Please copy the rows below, starting at the row that contains "this form: (192,112)." and ending at the last row, keeping every row as it stands but shifting each answer coordinate by adding 65 to both of its numbers.

++++++++++

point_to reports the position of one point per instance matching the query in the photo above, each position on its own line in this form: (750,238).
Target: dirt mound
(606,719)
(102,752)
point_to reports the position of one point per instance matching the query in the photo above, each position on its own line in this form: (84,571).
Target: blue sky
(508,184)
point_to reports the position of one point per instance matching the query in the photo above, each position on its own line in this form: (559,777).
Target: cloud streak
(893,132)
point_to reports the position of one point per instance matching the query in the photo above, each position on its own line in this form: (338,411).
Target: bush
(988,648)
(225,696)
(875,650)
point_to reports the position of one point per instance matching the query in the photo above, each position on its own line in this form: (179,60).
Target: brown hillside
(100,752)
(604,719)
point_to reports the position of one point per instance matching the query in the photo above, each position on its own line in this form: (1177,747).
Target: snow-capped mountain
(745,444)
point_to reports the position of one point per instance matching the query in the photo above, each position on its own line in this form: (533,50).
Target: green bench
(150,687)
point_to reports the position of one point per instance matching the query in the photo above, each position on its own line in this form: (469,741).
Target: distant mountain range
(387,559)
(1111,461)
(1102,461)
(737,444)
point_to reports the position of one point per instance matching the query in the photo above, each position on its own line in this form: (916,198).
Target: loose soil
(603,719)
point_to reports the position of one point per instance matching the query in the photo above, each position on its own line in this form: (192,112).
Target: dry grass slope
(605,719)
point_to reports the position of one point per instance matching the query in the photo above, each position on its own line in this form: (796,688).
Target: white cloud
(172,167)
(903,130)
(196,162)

++++++++++

Full answer:
point_to reports the position of one point per instance matching the query in the photo above, each position on its own line in this form: (192,112).
Target: dry grass slope
(670,784)
point_to reports the position of one point per instance matching the query in the photo above, each position on its own line in this form: (796,688).
Target: white cloud
(237,232)
(968,195)
(261,227)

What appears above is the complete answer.